* Challenge *
In the excerpt on precipitation forecast verification, substitute "predictions" for "forecasts" and reproduce the passage starting with "3.1 Whole of" and going on through "and 1° + 48 h experiments.".

Three experiments are thus defined, referred to in the paper as 1°, 2°, and 3° according to the used resolutions for the analyses. These experiments are considered representative of the current range of horizontal resolutions utilized in GCMs for climate simulations. A fourth, fifth and sixth experiments, referred to as 1° + 12, 1° + 24 and 1° + 48 h, are run by using 1° resolution input data but less frequent—12, 24 and 48 h apart, respectively—boundary updates for the large-scale meteorological fields. In HIRLAM, the time varying boundary conditions during model integration are defined by linear interpolation between large scale data at consecutive boundary update times. This last set of experiments attempts to analyze the effects of a low-frequency GCM output system, a characteristic often required owing to data storage limitations. The effects of the LBCs update is probably dependent on the dimension of the integration domain to some extent, in the sense that the smaller the domain, the larger and quicker is the impact of the error arising from the linear interpolation of two boundary conditions too far apart. To explore this issue, a sensitivity analysis of the robustness of the results with respect to integration domain dimension could be carried out, but this kind of analysis is beyond the scope of the study.

Precipitation forecasts are compared against observed rainfall. For each day, observations are interpolated into the 408 model grid points that lie inside the study area, using the kriging method from a network of 410 rain-gauge stations (Fig. 1). Several verification scores are derived from these individual comparisons to assess the model performance for experiment: mean spatial correlation and its standard deviation among the 165 modeled and observed precipitation events (\({\bar{r}}\) and σ r respectively); analogous, mean spatial and standard deviation of the root mean square error (\({\bar{\varepsilon}}\) and σɛ respectively); and the area under the relative operating characteristic curve (ROC score). The event-average of the spatial distribution of precipitation from observations and from the set of experiments are also compared.

The ROC curve method, based on the Signal Detection Theory, is a relatively new approach in Atmospheric Sciences, having been brought into the field as a verification tool by Mason (1982). The method combines false alarm rate (FAR) and probability of detection (POD) for a discrete number of predefined thresholds, giving an equal number of points on a graph of POD (vertical axis) against FAR (horizontal axis) to form the ROC curve. The area under the curve, or ROC score, is then used to assess the skill of the forecast system (Stanski et al. 1989). A perfect system yields an area of 1, whereas a curve lying along the diagonal (ROC score = 0.5) would reflect essentially worthless random forecasts. For the present study, ROC curves were constructed using precipitation thresholds set at 0, 1, 2, 4, 8, 16, 32, 64 and 128 mm.

3 Results and discussion

A multiperspective approach has been followed to summarize the model performance for the six types of simulations. First, the overall performance for the bulk of Mediterranean Spain is examined, and then the analysis is refined by taking into account the spatial variability of the results and six heavy rain-bearing flow regimes.

3.1 Whole of Mediterranean Spain

The performance of the six sets of simulations is evaluated for all heavy rainfall days and the whole Mediterranean Spain. Results are summarized in Table 1 for correlation and root mean square error measures. The mean spatial correlation values for the 165 events do not show large differences among the experiments dealing with the spatial resolution, for all of them the correlation is close to 0.4. However, a small degradation of the forecasts is obtained as the spatial resolution of the input data decreases. Moreover, as the boundary update interval increases the forecasts have less skill, with similar values of correlation for the 3° and the 1° + 12 h experiments and significantly lower scores for 1° + 24 and 1° + 48 h experiments.

* Source data *
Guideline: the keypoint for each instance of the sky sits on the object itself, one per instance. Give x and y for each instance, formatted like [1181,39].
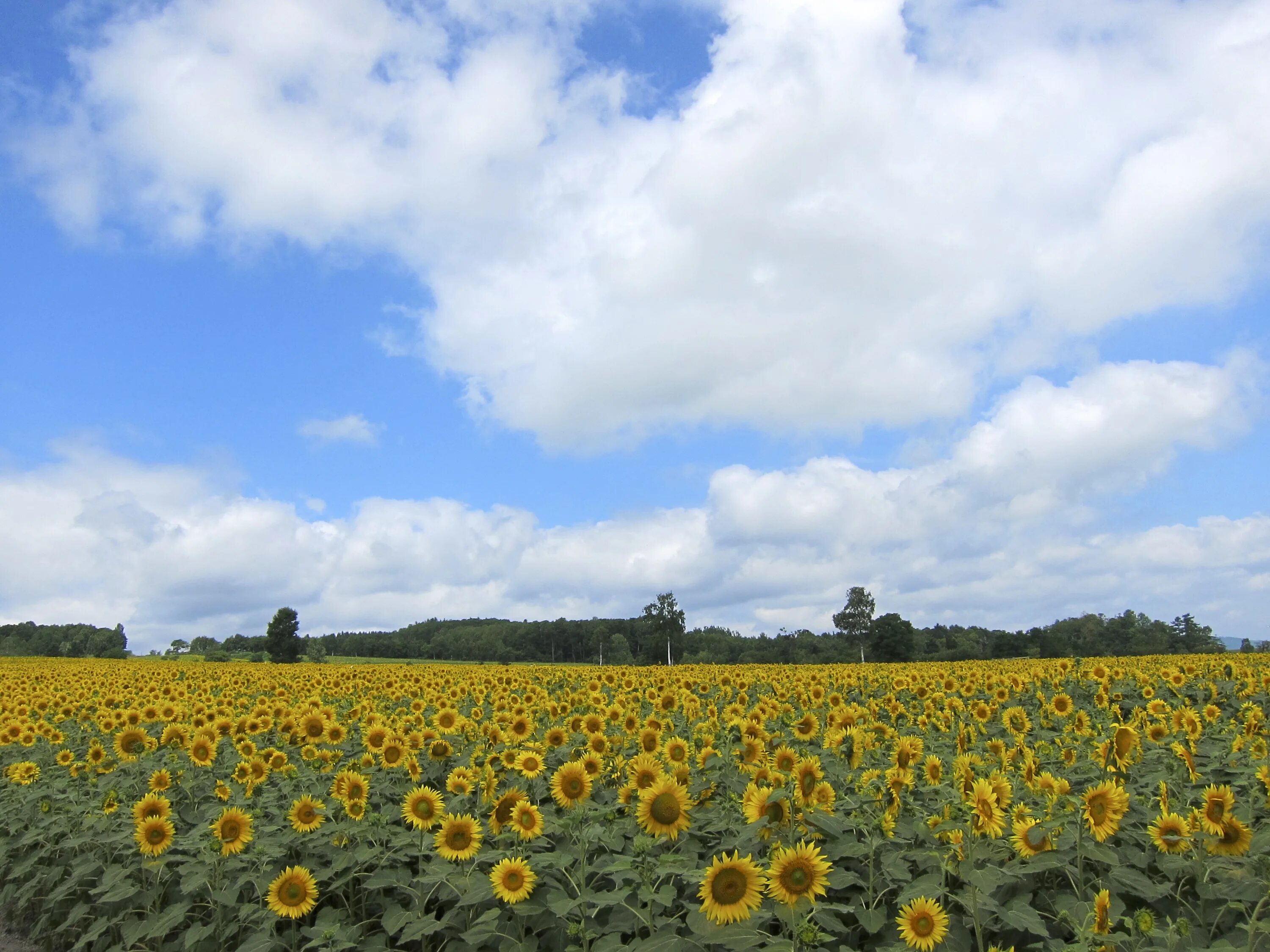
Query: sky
[393,310]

* Answer to this task *
3.1 Whole of Mediterranean Spain

The performance of the six sets of simulations is evaluated for all heavy rainfall days and the whole Mediterranean Spain. Results are summarized in Table 1 for correlation and root mean square error measures. The mean spatial correlation values for the 165 events do not show large differences among the experiments dealing with the spatial resolution, for all of them the correlation is close to 0.4. However, a small degradation of the predictions is obtained as the spatial resolution of the input data decreases. Moreover, as the boundary update interval increases the predictions have less skill, with similar values of correlation for the 3° and the 1° + 12 h experiments and significantly lower scores for 1° + 24 and 1° + 48 h experiments.